Requirement = Would you please return the line containing "Where can you see the raised" and all the lines after it through the end of the records below, unchanged and on their own?

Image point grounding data
━━━━━━━━━━━━━━━━━━━━

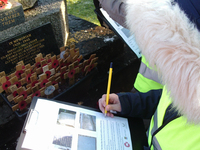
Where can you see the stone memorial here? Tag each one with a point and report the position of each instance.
(11, 14)
(26, 46)
(53, 11)
(27, 3)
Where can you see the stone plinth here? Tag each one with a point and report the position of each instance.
(11, 15)
(27, 3)
(53, 11)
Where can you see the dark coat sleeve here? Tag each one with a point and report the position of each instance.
(115, 9)
(142, 105)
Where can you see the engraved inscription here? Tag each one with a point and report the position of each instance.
(23, 49)
(9, 17)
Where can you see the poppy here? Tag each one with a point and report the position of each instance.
(43, 83)
(71, 73)
(32, 71)
(62, 65)
(15, 93)
(62, 74)
(48, 73)
(79, 60)
(91, 67)
(67, 64)
(5, 1)
(28, 78)
(43, 66)
(37, 94)
(22, 105)
(6, 85)
(33, 83)
(83, 69)
(76, 66)
(24, 93)
(38, 64)
(54, 83)
(7, 78)
(18, 73)
(49, 61)
(18, 84)
(55, 63)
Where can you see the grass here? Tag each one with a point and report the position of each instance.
(83, 9)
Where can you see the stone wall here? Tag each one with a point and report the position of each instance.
(44, 11)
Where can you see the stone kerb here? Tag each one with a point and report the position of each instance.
(53, 11)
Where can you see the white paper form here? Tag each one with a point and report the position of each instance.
(61, 126)
(124, 33)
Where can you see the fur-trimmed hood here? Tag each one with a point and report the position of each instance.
(171, 45)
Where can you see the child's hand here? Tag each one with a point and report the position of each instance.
(113, 104)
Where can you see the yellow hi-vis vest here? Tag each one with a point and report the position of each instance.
(178, 134)
(146, 79)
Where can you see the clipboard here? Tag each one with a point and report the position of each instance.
(123, 33)
(137, 131)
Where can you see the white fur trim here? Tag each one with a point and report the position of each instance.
(169, 41)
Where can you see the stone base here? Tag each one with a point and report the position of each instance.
(53, 11)
(11, 15)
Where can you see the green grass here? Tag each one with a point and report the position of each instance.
(83, 9)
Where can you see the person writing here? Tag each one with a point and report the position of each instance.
(167, 33)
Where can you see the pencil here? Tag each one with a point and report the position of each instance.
(108, 87)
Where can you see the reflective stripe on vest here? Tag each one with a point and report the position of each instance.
(177, 134)
(147, 79)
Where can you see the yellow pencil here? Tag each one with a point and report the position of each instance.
(108, 87)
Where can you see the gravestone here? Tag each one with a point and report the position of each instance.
(26, 46)
(53, 11)
(27, 3)
(11, 15)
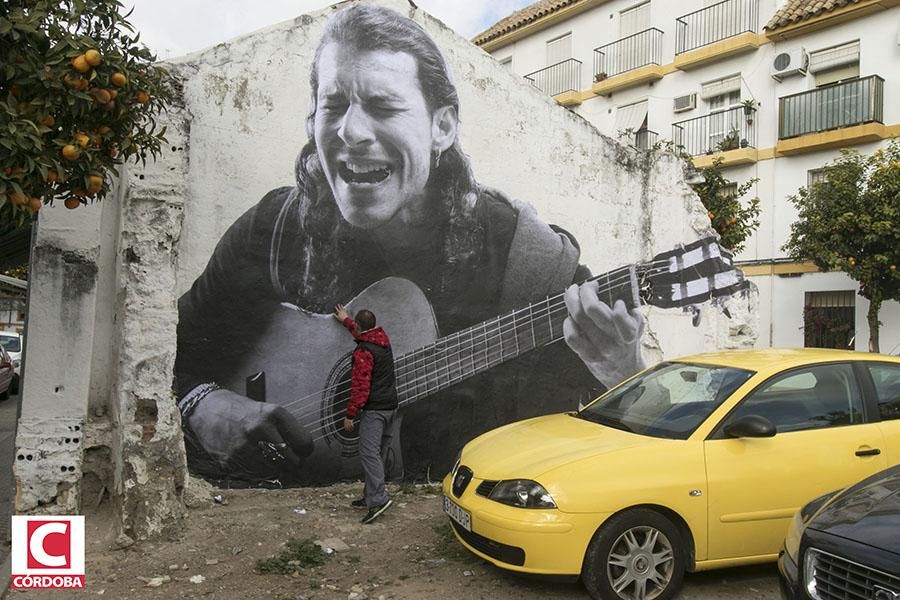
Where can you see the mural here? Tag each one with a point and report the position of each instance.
(491, 314)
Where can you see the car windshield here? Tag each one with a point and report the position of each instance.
(10, 343)
(669, 401)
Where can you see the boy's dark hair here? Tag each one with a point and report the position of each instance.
(365, 320)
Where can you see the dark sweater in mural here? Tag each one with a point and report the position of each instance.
(253, 268)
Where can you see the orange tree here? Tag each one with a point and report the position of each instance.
(851, 222)
(79, 95)
(732, 220)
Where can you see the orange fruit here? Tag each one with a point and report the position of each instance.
(71, 152)
(92, 57)
(80, 64)
(95, 184)
(100, 95)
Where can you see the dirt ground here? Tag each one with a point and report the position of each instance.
(408, 553)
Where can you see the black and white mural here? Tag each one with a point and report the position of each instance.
(492, 312)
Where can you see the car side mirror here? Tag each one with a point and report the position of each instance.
(750, 426)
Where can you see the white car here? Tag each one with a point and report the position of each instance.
(12, 343)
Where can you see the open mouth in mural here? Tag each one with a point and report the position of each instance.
(363, 172)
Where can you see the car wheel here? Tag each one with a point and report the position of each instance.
(636, 555)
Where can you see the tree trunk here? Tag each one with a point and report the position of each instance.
(872, 317)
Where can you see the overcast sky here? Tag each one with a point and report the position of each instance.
(175, 27)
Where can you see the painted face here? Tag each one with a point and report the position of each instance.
(374, 134)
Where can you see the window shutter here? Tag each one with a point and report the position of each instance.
(838, 74)
(634, 20)
(838, 56)
(559, 49)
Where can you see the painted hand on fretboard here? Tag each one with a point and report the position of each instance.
(608, 340)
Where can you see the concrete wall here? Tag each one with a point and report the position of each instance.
(106, 278)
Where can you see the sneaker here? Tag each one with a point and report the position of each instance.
(375, 512)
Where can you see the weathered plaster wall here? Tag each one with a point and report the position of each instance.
(103, 312)
(249, 99)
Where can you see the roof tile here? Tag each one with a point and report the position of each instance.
(796, 11)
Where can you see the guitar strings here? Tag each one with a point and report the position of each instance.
(444, 350)
(480, 343)
(609, 284)
(425, 355)
(485, 339)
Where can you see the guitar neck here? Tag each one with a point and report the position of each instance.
(476, 349)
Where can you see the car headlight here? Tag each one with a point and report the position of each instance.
(522, 493)
(792, 539)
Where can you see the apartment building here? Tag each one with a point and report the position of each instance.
(772, 87)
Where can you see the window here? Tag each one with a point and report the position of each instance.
(887, 389)
(559, 49)
(836, 63)
(829, 319)
(809, 398)
(816, 177)
(634, 20)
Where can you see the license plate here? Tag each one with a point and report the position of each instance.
(461, 516)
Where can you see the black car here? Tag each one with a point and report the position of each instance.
(846, 544)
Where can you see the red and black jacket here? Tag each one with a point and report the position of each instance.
(372, 380)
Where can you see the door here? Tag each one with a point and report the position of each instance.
(821, 444)
(886, 379)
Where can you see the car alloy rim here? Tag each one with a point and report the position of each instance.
(640, 564)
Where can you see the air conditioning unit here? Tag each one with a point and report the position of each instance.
(685, 103)
(788, 64)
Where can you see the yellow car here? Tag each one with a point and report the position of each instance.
(693, 464)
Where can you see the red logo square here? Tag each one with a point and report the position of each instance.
(49, 544)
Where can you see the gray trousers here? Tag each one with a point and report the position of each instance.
(376, 428)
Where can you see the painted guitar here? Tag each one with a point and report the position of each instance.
(312, 380)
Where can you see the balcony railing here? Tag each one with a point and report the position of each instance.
(714, 23)
(638, 50)
(832, 107)
(564, 76)
(644, 139)
(717, 132)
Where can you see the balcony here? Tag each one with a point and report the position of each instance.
(832, 116)
(561, 81)
(628, 62)
(644, 139)
(728, 134)
(715, 32)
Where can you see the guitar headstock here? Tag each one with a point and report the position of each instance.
(690, 274)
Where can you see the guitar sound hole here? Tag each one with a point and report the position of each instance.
(334, 408)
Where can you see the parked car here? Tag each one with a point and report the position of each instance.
(7, 373)
(12, 343)
(848, 543)
(693, 464)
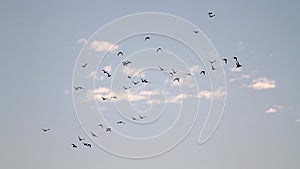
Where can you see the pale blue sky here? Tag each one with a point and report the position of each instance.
(39, 50)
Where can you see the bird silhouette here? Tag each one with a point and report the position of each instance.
(87, 145)
(147, 38)
(158, 49)
(78, 88)
(177, 78)
(80, 139)
(120, 122)
(93, 134)
(83, 66)
(120, 53)
(74, 145)
(45, 130)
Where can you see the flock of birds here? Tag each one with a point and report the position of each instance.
(171, 72)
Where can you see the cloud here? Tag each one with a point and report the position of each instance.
(262, 83)
(217, 94)
(274, 109)
(100, 46)
(82, 41)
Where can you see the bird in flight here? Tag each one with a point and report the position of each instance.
(87, 144)
(177, 78)
(158, 49)
(120, 54)
(120, 122)
(80, 139)
(45, 130)
(93, 134)
(74, 145)
(78, 87)
(83, 66)
(211, 14)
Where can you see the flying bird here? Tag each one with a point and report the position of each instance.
(158, 49)
(45, 130)
(80, 139)
(83, 66)
(78, 87)
(74, 145)
(120, 53)
(93, 134)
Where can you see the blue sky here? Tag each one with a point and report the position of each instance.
(39, 48)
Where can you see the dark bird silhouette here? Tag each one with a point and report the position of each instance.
(211, 14)
(45, 130)
(238, 65)
(108, 129)
(93, 134)
(161, 69)
(120, 122)
(142, 117)
(158, 49)
(177, 78)
(83, 66)
(74, 145)
(87, 145)
(78, 88)
(120, 53)
(135, 83)
(126, 87)
(80, 139)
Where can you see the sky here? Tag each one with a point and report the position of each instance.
(43, 45)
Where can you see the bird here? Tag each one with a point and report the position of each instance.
(211, 14)
(120, 122)
(87, 144)
(126, 87)
(238, 65)
(45, 130)
(161, 69)
(93, 134)
(135, 83)
(158, 49)
(74, 145)
(78, 87)
(80, 139)
(120, 53)
(142, 117)
(108, 129)
(177, 78)
(83, 66)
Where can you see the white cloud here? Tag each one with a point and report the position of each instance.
(82, 41)
(100, 46)
(262, 83)
(274, 109)
(217, 94)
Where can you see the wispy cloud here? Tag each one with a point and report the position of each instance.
(262, 83)
(274, 109)
(100, 46)
(217, 94)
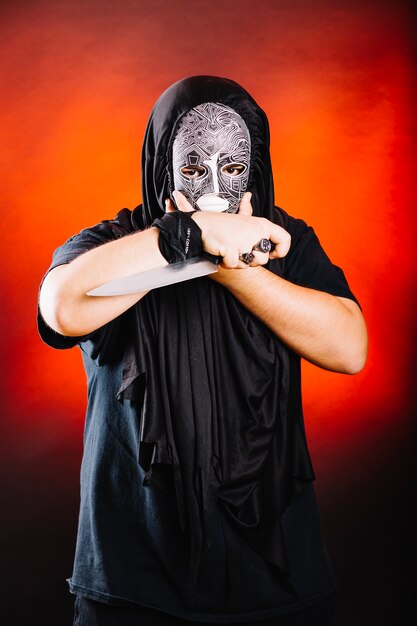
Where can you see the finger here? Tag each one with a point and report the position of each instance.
(282, 240)
(169, 206)
(231, 260)
(245, 207)
(182, 202)
(260, 258)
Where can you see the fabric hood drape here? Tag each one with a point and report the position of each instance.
(212, 382)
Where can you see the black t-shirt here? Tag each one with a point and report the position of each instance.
(130, 547)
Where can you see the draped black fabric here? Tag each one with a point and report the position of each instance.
(212, 381)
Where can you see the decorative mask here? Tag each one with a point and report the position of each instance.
(211, 158)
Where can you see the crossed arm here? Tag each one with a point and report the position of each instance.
(327, 330)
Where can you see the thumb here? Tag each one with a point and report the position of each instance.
(245, 207)
(182, 202)
(169, 206)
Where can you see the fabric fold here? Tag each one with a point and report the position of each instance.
(211, 383)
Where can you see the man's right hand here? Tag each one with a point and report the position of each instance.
(230, 234)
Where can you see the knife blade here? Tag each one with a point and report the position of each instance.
(159, 277)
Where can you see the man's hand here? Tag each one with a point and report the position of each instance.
(230, 234)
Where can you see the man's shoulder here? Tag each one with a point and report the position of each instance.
(122, 224)
(296, 226)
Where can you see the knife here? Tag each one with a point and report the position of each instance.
(159, 277)
(168, 274)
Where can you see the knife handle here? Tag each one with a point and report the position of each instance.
(217, 259)
(213, 258)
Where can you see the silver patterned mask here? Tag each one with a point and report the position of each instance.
(211, 158)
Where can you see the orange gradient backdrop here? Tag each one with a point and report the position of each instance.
(335, 79)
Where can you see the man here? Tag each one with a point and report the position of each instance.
(197, 501)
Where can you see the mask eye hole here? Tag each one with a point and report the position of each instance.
(193, 171)
(234, 169)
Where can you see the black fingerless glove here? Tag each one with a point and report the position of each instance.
(179, 236)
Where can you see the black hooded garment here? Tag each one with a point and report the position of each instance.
(216, 393)
(217, 380)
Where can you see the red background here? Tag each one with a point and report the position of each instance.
(337, 83)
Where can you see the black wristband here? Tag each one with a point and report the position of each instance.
(179, 236)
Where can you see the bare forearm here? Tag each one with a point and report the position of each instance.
(324, 329)
(63, 300)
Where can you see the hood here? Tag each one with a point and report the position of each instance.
(178, 99)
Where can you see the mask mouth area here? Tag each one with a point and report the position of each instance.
(212, 202)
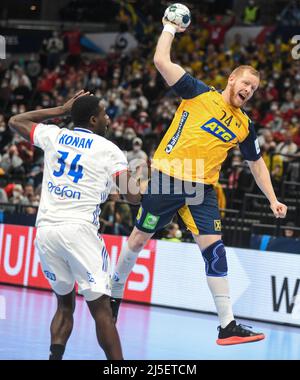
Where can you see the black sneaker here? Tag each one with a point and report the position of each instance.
(115, 304)
(237, 334)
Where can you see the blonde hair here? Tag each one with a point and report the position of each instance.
(240, 69)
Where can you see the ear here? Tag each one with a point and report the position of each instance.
(231, 79)
(93, 120)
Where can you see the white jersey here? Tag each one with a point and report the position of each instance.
(78, 173)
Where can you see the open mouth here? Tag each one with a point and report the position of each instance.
(242, 97)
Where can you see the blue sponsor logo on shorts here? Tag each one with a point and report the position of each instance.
(219, 130)
(90, 277)
(175, 138)
(63, 191)
(50, 275)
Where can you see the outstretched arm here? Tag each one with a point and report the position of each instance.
(23, 123)
(170, 71)
(262, 178)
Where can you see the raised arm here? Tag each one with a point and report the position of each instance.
(262, 178)
(170, 71)
(24, 122)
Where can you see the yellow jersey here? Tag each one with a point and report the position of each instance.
(202, 132)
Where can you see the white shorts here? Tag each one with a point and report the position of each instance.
(74, 252)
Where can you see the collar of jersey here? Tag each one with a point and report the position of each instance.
(82, 130)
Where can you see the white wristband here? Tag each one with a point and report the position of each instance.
(170, 28)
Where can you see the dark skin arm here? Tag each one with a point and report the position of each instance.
(23, 123)
(129, 187)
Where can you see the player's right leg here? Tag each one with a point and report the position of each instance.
(158, 207)
(62, 324)
(61, 280)
(106, 331)
(128, 257)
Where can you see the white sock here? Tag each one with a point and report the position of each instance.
(123, 268)
(219, 288)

━━━━━━━━━━━━━━━━━━━━

Task solution =
Where can you see the raised arm here? Tag each one with a point and report the position of each instance.
(262, 178)
(170, 71)
(24, 122)
Where can you see the yellow jersey here? Tag each one with a point and report the position of each instance.
(202, 132)
Where can you see the white shorts here? Tag each one with a point and report the position of each instance.
(74, 252)
Where can you see the collar of jersey here? Tag each one with a point and report the position of each instance.
(82, 130)
Where can you see the white wristband here? Tag each one with a point and report the position of each instance.
(170, 28)
Where can you see the dark skin arm here? Tag each one with a point and report the position of each instance.
(23, 123)
(129, 187)
Where can you see the player's right leg here? Tag each one with a point and report the position of each instance.
(158, 207)
(62, 324)
(61, 280)
(106, 331)
(128, 257)
Where can you see the white sock here? Tag each one with a point and report the position of each instance.
(123, 268)
(219, 288)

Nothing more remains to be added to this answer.